**Given request**:
Your task is to return the line containing "the woman in" plus every line after it, exactly and with nothing added.

**Input**:
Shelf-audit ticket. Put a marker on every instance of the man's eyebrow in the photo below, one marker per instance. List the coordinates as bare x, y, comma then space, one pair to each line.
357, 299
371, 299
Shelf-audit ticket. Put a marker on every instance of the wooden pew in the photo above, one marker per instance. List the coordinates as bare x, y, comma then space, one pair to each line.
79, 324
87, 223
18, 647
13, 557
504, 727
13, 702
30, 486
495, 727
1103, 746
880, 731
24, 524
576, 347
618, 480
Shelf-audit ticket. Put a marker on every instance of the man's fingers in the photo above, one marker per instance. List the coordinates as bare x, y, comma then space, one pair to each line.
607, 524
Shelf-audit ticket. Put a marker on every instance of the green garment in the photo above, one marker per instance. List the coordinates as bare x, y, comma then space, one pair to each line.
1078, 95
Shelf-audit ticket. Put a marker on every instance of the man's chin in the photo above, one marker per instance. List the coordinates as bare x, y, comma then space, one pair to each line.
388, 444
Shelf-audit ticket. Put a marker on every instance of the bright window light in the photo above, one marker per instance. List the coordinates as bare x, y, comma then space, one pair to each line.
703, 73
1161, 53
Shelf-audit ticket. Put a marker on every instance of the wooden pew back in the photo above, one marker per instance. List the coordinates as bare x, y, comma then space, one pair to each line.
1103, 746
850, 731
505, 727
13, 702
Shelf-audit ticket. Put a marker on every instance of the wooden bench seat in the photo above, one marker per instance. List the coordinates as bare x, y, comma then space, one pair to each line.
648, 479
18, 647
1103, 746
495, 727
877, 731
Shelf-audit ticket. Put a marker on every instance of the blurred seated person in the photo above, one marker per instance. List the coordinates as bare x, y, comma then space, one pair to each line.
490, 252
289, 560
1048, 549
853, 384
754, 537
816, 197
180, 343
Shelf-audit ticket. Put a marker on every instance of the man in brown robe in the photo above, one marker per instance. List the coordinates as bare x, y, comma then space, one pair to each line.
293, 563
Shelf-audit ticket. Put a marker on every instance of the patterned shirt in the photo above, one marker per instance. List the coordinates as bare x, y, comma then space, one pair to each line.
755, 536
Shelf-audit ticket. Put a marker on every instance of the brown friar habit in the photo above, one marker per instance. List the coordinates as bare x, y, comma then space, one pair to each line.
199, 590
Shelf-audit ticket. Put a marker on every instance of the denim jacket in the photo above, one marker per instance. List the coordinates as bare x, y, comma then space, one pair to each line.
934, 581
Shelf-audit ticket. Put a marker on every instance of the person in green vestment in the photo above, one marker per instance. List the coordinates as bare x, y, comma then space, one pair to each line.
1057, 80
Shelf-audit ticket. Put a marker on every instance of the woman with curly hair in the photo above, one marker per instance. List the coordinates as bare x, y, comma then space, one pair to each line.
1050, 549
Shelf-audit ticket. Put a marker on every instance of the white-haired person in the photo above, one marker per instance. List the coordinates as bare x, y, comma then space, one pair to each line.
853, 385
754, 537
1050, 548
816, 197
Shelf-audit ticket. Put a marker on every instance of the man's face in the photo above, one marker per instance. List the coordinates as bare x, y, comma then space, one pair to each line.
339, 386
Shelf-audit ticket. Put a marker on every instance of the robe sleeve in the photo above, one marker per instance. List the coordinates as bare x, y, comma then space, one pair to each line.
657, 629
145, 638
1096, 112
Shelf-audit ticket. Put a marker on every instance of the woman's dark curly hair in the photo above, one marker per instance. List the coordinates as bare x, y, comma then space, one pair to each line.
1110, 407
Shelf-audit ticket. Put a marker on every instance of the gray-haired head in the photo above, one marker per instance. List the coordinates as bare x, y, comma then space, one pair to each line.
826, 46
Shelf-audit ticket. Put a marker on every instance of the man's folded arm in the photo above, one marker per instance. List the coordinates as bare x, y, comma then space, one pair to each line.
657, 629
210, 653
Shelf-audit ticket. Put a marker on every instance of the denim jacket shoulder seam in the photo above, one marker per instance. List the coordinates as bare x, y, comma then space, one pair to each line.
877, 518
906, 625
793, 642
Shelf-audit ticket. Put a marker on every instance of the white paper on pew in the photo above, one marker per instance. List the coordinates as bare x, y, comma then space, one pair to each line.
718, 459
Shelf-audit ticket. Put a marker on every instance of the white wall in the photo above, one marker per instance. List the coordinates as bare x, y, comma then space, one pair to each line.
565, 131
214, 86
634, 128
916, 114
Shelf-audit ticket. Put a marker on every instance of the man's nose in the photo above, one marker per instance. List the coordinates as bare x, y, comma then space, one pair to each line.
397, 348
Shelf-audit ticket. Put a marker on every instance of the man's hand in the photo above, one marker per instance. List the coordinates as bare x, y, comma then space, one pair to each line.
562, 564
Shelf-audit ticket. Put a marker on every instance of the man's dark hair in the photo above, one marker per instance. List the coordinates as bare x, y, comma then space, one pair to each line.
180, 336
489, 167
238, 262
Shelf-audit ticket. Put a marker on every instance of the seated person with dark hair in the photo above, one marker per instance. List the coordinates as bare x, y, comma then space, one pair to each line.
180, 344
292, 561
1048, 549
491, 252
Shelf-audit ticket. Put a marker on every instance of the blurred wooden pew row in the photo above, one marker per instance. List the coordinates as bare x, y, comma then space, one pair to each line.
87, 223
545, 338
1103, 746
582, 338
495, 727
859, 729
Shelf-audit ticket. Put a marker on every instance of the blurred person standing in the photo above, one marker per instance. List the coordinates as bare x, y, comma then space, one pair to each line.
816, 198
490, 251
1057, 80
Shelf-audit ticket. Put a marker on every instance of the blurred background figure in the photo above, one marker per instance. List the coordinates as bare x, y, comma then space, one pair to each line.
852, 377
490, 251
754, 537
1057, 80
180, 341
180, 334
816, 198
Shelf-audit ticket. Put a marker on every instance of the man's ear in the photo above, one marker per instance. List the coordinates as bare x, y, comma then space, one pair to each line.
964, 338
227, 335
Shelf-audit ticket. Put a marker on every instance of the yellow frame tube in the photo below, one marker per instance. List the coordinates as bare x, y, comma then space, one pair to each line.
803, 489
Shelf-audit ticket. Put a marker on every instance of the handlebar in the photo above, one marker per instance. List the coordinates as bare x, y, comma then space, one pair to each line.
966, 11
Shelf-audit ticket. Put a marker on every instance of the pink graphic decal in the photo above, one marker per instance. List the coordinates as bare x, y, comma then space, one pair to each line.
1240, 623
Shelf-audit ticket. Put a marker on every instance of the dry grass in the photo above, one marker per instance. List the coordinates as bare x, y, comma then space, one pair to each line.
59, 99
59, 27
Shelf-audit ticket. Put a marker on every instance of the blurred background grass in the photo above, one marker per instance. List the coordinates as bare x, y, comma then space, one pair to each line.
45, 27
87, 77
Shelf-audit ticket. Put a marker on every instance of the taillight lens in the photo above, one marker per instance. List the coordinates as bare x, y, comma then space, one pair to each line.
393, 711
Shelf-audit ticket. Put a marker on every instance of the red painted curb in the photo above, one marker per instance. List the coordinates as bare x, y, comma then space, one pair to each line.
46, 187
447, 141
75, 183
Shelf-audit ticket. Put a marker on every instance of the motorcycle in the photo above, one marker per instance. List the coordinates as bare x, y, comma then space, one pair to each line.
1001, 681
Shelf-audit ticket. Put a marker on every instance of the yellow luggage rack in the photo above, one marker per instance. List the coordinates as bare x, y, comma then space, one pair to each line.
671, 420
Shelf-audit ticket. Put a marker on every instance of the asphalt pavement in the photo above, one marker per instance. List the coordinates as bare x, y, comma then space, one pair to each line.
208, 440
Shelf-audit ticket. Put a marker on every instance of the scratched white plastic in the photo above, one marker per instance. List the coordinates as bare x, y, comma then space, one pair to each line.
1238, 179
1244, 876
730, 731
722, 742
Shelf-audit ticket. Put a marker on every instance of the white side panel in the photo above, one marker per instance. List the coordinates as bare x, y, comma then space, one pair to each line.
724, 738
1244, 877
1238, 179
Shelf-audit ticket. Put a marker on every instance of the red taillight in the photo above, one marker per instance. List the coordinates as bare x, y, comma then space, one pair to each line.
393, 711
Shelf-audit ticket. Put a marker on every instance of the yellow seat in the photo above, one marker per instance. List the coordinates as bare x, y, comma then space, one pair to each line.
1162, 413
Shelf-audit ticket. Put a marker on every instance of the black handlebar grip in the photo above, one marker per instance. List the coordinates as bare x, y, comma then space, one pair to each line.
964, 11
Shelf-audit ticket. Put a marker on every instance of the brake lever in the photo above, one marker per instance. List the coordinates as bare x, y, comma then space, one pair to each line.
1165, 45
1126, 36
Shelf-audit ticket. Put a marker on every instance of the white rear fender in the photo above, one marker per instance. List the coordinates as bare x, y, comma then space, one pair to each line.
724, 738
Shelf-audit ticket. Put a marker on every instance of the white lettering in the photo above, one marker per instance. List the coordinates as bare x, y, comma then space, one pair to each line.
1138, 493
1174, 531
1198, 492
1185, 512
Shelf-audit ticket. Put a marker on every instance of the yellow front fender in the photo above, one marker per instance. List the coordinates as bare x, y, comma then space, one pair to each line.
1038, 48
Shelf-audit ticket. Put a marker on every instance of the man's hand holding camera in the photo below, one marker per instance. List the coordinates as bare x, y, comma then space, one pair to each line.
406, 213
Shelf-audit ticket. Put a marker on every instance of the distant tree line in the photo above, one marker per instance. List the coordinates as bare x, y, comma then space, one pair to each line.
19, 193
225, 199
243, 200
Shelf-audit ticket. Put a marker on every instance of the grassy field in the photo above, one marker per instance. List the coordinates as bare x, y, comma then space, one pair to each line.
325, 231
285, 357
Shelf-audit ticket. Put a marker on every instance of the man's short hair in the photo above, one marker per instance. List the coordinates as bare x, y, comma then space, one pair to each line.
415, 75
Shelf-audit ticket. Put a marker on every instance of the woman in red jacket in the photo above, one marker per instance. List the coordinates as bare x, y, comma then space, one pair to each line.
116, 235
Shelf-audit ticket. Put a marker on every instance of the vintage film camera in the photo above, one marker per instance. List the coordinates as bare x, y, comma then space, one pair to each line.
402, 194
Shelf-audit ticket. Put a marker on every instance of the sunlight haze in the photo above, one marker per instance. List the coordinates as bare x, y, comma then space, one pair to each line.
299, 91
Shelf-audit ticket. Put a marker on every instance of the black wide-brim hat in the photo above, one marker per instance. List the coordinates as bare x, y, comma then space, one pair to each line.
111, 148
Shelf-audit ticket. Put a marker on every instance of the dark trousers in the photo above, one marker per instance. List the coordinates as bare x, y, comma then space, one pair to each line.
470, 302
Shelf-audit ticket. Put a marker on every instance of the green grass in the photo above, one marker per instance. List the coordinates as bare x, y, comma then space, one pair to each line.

**Written solution**:
Shelf-audit ticket. Put a marker on every instance of the woman in red jacket in the photo above, one marker per instance. List the coordinates as bare x, y, comma then space, one pair to each line.
116, 235
Shelf-audit ticket. Put a marker on every instance of the vintage film camera in the photo above, one marker per instance. List the coordinates as bare x, y, comma then space, one pair to each line.
402, 194
Shelf-audit ticket. Put a marker on every instance of the sunlight haze in the photo above, one marker per instance. List the coordinates as bare x, y, comma then space, one pair to each line.
299, 91
Shelf-audit ticket. Put a marker on every instance of the black wide-brim hat in the photo above, one marker per instance. List the coordinates as bare x, y, comma then space, one pair to each line.
111, 148
Shelf-audit ticket. Put a marker on every instance of the dark trousers in the photo above, one marker per instance. List the coordinates as bare x, y, comma then space, one pair to each line.
470, 302
Shelf-audit ticket. Put a marker on every instance of the green grass in the photo above, one marker per instance. List the coordinates as bare x, y, comma then space, one pair to each line.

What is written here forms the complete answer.